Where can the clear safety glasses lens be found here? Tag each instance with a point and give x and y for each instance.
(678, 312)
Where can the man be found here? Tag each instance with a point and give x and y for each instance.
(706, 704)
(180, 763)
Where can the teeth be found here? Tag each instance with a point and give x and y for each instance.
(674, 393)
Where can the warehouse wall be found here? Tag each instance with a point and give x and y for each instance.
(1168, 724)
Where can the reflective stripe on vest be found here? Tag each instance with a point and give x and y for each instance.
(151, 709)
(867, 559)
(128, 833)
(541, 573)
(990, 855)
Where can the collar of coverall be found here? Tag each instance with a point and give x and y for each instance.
+---+
# [Given instruction]
Carry over the material above, starting with its first line and going on through the line with "(1168, 724)", and add 38 to both numbers of every coordinate pair in the answers while keeping all other lines unchanged.

# [The answer]
Where can the clear safety glasses lens be found here? Tag each instance with a point and give x and y for each instance.
(716, 350)
Where can the man be found here? Tag each instance with a point and give x and y for each instance.
(744, 742)
(218, 801)
Where can the teeth be found here? Tag each instance with a point and give x and y for each instance.
(712, 431)
Where can the warehouse wall be found here? Tag each instance with a point and give x and y for each instance.
(1206, 762)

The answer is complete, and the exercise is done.